◆ Aufgabe ◆
Zähle alle Gerichte auf, die im Textabschnitt zur Entschädigung bei Flugverspätung genannt werden.
:: Textabschnitt
Worum geht es bei den Entscheidungen?
Zwei Fluggäste wollten unabhängig voneinander mit der Fluggesellschaft „Laudamotion“ von Düsseldorf nach Palma de Mallorca fliegen, um dort Geschäftstermine wahrzunehmen. Die Fluggesellschaft kündigte eine Verspätung von mehr als drei Stunden an. Beide Männer gelangten zu der Erkenntnis, dass es besser sei, wenn sie den Flug nicht antreten würden. Fluggast A fuhr deshalb gar nicht erst an den Abflughafen Düsseldorf; Fluggast B buchte sich selbst einen Ersatzflug und kam somit mit einer Verspätung von weniger als drei Stunden auf Mallorca an.
Die beiden Männer begehrten nunmehr die pauschale Entschädigung von 250 Euro. Hierauf haben Fluggäste bei Flügen unter 1.500 km Entfernung bei einer Verspätung von drei Stunden oder mehr grundsätzlich einen Anspruch (vergleiche: Art. 6 EG-Fluggastrechte-Verordnung). Zunächst hat das Amtsgericht (AG) Düsseldorf einen Anspruch der Kläger auf diese Entschädigungszahlung verneint. Auf die Berufung der Kläger hat ihnen das Landgericht (LG) Düsseldorf die Entschädigungszahlung zugesprochen. Aufgrund der wiederum gegen diese Entscheidung eingelegten Revision landete der Rechtsstreit vor dem Bundesgerichtshof (BGH). Der BGH fragte sich nun, ob auf die Entschädigung überhaupt ein Anspruch besteht, wenn man sich gar nicht erst zur Abfertigung begeben hat oder aber, wenn man in Eigeninitiative einen Ersatzflug gebucht hat, der einen mit weniger als drei Stunden Verspätung zum Zielort gebracht hat. Diese hat er dem EuGH zur Vorabentscheidung vorgelegt. In diesem Verfahren vor dem EuGH befinden wir uns jetzt.
Welche Positionen vertreten die Parteien?
::::
:: Bereitgestellte Daten
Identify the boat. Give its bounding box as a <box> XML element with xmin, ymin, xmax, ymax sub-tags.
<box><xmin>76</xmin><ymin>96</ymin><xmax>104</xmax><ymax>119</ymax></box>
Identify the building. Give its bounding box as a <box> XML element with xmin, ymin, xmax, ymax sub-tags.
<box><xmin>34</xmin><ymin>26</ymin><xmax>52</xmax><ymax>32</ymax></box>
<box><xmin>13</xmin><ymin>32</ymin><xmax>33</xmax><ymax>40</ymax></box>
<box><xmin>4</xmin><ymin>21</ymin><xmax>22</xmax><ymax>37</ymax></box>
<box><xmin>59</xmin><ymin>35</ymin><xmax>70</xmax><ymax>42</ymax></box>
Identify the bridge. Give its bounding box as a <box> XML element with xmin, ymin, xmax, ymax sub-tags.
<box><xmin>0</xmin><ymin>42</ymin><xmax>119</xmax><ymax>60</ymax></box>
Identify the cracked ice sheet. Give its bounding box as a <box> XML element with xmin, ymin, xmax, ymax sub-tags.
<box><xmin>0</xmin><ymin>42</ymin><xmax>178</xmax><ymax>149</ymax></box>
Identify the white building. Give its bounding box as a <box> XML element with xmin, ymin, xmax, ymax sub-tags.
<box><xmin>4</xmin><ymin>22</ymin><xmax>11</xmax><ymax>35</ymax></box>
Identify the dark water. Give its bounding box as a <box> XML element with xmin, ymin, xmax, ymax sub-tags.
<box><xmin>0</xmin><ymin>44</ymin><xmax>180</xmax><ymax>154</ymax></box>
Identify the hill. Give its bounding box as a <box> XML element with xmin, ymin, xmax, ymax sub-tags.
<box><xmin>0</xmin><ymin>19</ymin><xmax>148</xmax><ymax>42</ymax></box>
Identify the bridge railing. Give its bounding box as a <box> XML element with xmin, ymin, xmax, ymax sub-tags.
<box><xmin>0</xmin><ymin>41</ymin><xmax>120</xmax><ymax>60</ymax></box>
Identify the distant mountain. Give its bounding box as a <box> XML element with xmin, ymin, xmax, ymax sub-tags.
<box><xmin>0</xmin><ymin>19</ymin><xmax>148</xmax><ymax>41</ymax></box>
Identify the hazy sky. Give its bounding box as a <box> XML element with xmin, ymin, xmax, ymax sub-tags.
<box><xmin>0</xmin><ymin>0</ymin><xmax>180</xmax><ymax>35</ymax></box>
::::
◆ Ergebnis ◆
- Amtsgericht (AG) Düsseldorf
- Landgericht (LG) Düsseldorf
- Bundesgerichtshof (BGH)
- EuGH